You are viewing a plain text version of this content. The canonical link for it is here.
Posted to user@nutch.apache.org by Dan Kinder <dk...@gmail.com> on 2014/06/16 23:31:05 UTC
Clarifications regarding re-crawl and Nutch2 storage

Hi there,

My company currently runs a full-web crawler (focusing on written content
including content from PDFs, word docs, etc. to support our product). It's
fully proprietary (including the indexing solution) and fairly old.

We're looking to potentially upgrade and I've been reading quite a bit
about Nutch. It seems promising but I have questions I've had trouble
finding answers to in the existing wikis and blogs. My apologies if I just
haven't dug deep enough on these; feel free to point to resources.

1) The Nutch examples generally seem to update the link database, generate
new segments, crawl, then repeat. Can this be done continuously and
simultaneously, so that we are constantly using our crawl bandwidth? (I.e.
is there an issue generating new segments while crawls and db updates are
happening?) I wonder this especially because we're interested in keeping as
live a dataset as possible; most of the docs seem to indicate that a large
crawl may take on the order of weeks, and thus a new link may not be
indexed until the following cycle a month or two after we grab or inject it.

2) I see that Nutch 1 is tied to Hadoop as a backend, vs. Nutch 2 which
allows pluggable backends via Gora. Yet I'm getting the (possibly false)

***

> _Required actions_
(1) In the Nutch mailing-list post, what does Nutch 2 use to allow pluggable backends?
(2) Write the next part of the Nutch mailing-list post, continuing the sentence that stops at "(possibly false)".

***

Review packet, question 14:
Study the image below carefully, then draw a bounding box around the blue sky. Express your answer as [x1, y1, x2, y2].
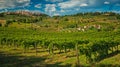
[0, 0, 120, 16]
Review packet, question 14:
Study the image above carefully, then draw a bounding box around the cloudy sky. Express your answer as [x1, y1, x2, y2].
[0, 0, 120, 16]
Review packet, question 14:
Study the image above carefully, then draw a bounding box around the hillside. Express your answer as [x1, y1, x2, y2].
[0, 11, 120, 67]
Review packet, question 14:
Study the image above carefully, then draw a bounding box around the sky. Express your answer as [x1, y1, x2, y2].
[0, 0, 120, 16]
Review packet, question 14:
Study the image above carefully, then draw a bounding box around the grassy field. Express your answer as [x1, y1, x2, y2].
[0, 12, 120, 67]
[0, 46, 120, 67]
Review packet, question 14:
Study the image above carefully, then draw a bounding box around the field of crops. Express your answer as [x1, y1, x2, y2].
[0, 27, 120, 64]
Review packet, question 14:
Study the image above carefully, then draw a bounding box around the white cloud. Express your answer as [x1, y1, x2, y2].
[45, 4, 56, 13]
[80, 3, 88, 7]
[46, 0, 63, 2]
[35, 4, 41, 8]
[0, 0, 30, 9]
[58, 0, 90, 9]
[53, 13, 60, 16]
[104, 1, 110, 4]
[60, 10, 65, 12]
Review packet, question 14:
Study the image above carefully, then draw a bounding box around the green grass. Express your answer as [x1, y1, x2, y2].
[0, 46, 120, 67]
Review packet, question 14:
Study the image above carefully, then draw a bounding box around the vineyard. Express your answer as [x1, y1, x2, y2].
[0, 11, 120, 67]
[0, 28, 120, 66]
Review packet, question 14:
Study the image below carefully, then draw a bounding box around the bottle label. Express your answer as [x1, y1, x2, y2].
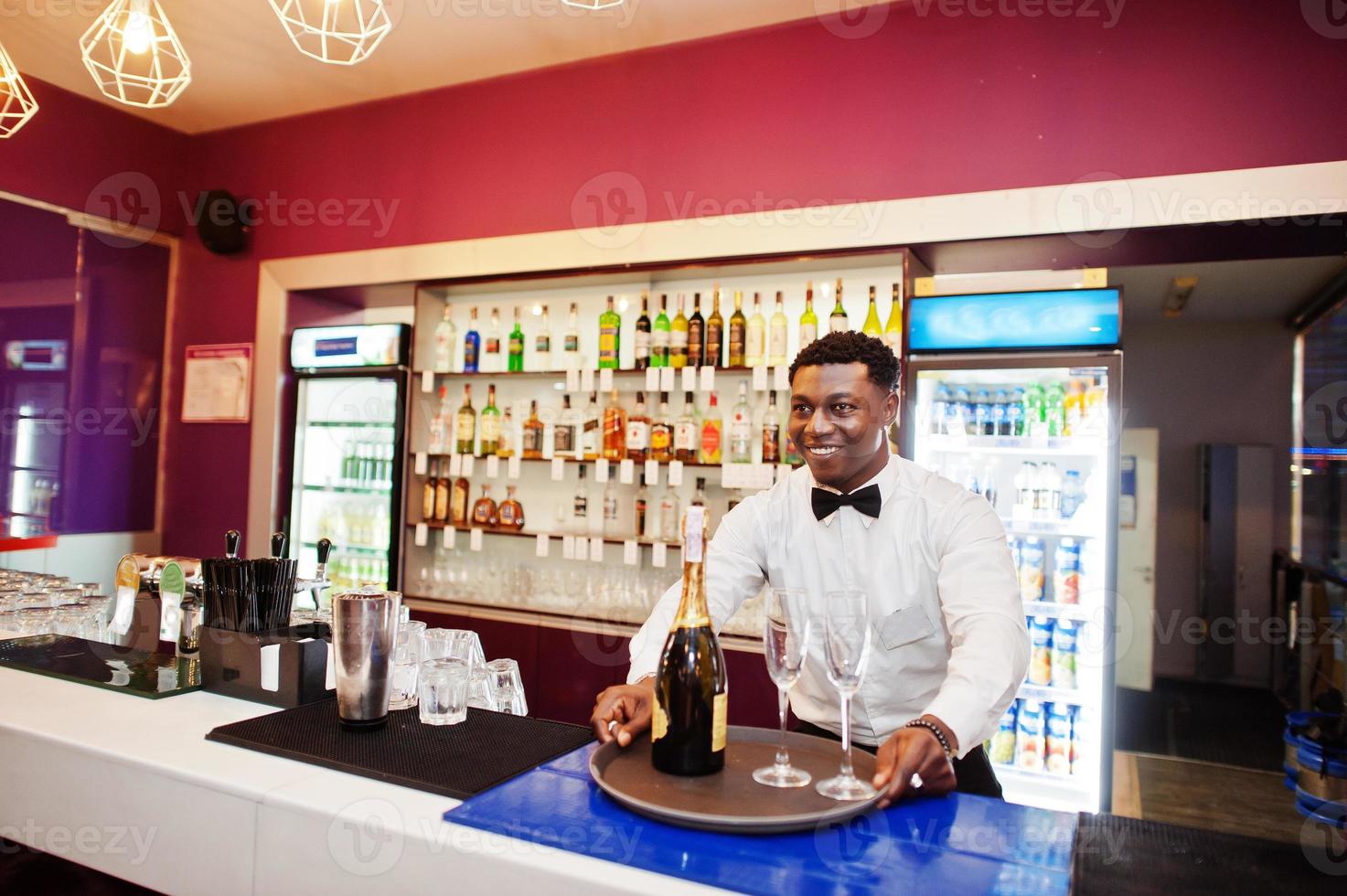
[711, 691, 730, 753]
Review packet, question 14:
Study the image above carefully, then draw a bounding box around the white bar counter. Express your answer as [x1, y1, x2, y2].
[0, 632, 709, 896]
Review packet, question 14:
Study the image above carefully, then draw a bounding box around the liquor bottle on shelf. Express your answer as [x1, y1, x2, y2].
[743, 293, 766, 367]
[797, 281, 819, 352]
[883, 283, 903, 357]
[464, 307, 482, 373]
[552, 395, 581, 457]
[496, 409, 515, 457]
[861, 285, 883, 338]
[766, 290, 789, 367]
[626, 392, 650, 464]
[533, 304, 552, 370]
[428, 385, 454, 455]
[730, 380, 753, 464]
[579, 392, 604, 461]
[724, 290, 748, 367]
[669, 293, 687, 367]
[650, 507, 729, 774]
[433, 461, 449, 523]
[701, 287, 724, 367]
[674, 392, 700, 464]
[481, 383, 501, 457]
[633, 473, 650, 539]
[829, 278, 851, 333]
[763, 389, 781, 464]
[572, 464, 589, 535]
[650, 392, 674, 464]
[449, 475, 469, 527]
[700, 392, 724, 464]
[435, 302, 458, 373]
[604, 475, 623, 538]
[632, 290, 650, 370]
[482, 308, 505, 373]
[518, 399, 547, 461]
[598, 296, 623, 370]
[604, 389, 626, 461]
[658, 485, 679, 541]
[420, 461, 439, 519]
[561, 302, 583, 370]
[650, 293, 671, 367]
[473, 483, 497, 527]
[507, 304, 524, 373]
[454, 383, 476, 454]
[497, 485, 524, 532]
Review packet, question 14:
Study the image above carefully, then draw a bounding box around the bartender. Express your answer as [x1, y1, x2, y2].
[590, 332, 1029, 805]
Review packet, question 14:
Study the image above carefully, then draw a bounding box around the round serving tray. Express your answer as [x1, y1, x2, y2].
[590, 725, 880, 834]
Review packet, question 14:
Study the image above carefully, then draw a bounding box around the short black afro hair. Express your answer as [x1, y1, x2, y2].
[789, 330, 901, 392]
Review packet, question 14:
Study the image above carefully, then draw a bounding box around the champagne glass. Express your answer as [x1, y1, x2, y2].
[753, 588, 811, 787]
[817, 592, 875, 800]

***

> _Replies_
(1) Gora.

(2)
impression that HDFS/Hadoop is still somehow involved in Nutch 2 (there's
still a crawlDir and such referenced here:
http://wiki.apache.org/nutch/Nutch2Cassandra, FYI we're most interested in
a Cassandra backend right now). If this is true how does it play in? Is
Hadoop/HDFS used for job distribution and intermediate data while all
permanent data is in Cassandra?

3) What is Nutch's behavior for non-200 HTTP codes? More broadly, are there
any controls regarding how often to retry previously fetched links (maybe
depending on their return code, whether they had changes, pagerank, etc.),
and how often to try newly fetched links? My reading so far indicates that
with the default 30-day refresh interval we'll simply try to re-crawl every
single link every interval; if this is true then it seems like we would
often be crawling pages that haven't changed.

Thanks!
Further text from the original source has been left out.